#### [Brief]
Every line from the line containing "Help me locate the white comforter" to the end of the data must appear in the answer exactly as it appears there, and nothing else.

#### [Extracted data entries]

+++

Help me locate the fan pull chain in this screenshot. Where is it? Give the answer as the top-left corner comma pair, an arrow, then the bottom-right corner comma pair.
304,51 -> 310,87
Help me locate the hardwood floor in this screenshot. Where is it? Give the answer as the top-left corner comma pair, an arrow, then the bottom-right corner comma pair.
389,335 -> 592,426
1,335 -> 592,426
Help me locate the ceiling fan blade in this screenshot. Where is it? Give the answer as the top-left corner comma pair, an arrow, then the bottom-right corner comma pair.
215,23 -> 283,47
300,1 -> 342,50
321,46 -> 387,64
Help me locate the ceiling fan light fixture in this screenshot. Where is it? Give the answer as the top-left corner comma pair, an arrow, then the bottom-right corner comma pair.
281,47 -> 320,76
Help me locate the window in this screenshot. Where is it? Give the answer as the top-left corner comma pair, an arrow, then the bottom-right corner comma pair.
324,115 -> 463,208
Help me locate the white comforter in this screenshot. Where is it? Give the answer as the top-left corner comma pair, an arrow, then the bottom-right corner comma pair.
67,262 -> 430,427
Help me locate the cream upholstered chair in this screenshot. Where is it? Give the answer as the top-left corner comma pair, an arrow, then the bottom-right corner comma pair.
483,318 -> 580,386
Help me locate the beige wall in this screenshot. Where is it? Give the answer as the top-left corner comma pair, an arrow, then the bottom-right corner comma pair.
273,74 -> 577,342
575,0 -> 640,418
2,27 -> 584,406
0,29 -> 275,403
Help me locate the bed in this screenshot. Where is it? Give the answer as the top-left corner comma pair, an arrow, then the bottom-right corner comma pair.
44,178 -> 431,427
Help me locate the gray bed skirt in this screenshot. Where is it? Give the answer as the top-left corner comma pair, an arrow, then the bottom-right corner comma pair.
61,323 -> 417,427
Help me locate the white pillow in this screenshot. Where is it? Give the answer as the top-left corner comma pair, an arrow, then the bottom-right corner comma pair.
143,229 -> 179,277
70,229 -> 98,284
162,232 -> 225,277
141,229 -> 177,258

+++

#### [Reply]
Help me locate the white comforter in this screenshot. Where is it? Give the answer as the top-left corner comma pair, an arrow, then the bottom-right corner comma pair.
67,262 -> 430,427
Help me locate the cream upholstered chair in this screenshot. Where is it? Give the answer as the top-left corner comma pair, an arrow, then the bottom-right corner comma pair.
483,318 -> 580,386
Help me locate the beige wall in this screenshot. Where is it? Give the answer as the top-left corner comma pair, an arrow, then the bottom-right corner comma pair.
273,74 -> 577,342
575,0 -> 640,418
2,27 -> 584,406
0,29 -> 275,403
Help me locate the bed in this screenshot. Where is it? Give the answer as the top-left corner comma pair, an arrow, then the bottom-right corner comma pair.
44,178 -> 431,427
Help me locate the gray bed skirt in this screenshot. Where is it? Give the answer as the top-left corner comma pair, an arrow, then the bottom-right corner comma pair.
61,323 -> 417,427
Help me locate the white pillow in this screenshot. Where is it? Give the answer as the top-left corner comma pair, an arrow, then the bottom-right corner comma pair.
143,229 -> 179,277
70,229 -> 98,284
162,232 -> 225,277
141,229 -> 177,258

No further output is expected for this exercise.